• **THE PROBLEM**: Each record must be output exactly and in full.

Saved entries

********

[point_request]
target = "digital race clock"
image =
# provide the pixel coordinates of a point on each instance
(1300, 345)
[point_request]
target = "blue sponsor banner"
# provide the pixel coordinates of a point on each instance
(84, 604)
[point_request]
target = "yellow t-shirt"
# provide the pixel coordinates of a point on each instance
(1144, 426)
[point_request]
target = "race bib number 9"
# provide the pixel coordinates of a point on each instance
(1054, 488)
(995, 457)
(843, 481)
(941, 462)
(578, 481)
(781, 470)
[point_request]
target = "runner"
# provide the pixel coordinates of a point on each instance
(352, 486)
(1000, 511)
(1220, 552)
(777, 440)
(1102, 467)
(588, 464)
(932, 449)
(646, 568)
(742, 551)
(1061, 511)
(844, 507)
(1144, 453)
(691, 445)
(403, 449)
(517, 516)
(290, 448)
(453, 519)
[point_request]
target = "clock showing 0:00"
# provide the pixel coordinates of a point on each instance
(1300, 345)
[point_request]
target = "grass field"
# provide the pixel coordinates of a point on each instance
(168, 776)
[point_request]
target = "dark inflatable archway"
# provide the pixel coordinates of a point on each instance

********

• **YOUR RESPONSE**:
[point_request]
target = "digital race clock"
image =
# provide the pixel coordinates of a point on each instance
(1300, 345)
[point_request]
target = "blue sponsor banner"
# provide the pixel coordinates of a point on each instance
(84, 604)
[point_request]
target = "yellow t-shirt"
# provide the pixel coordinates of a point on each instance
(1144, 426)
[point_request]
target = "race bib number 9"
# provide the pixel coordinates of a point on each instance
(1054, 488)
(995, 457)
(843, 481)
(941, 462)
(578, 481)
(781, 470)
[point_request]
target = "runner"
# provide the pixel coordinates of a point on each instance
(352, 486)
(1000, 511)
(1220, 552)
(777, 440)
(1102, 467)
(588, 464)
(932, 449)
(646, 568)
(742, 551)
(1061, 511)
(844, 507)
(1144, 453)
(691, 445)
(403, 449)
(517, 516)
(290, 448)
(453, 519)
[point_request]
target = "clock showing 0:00"
# provide the pixel coordinates of a point on each instance
(1300, 345)
[point_request]
target = "grass field"
# provide the pixel coordinates of a point on each instance
(168, 776)
[point_request]
target = "dark inflatable archway"
# provide the pixel coordinates of a point on each instance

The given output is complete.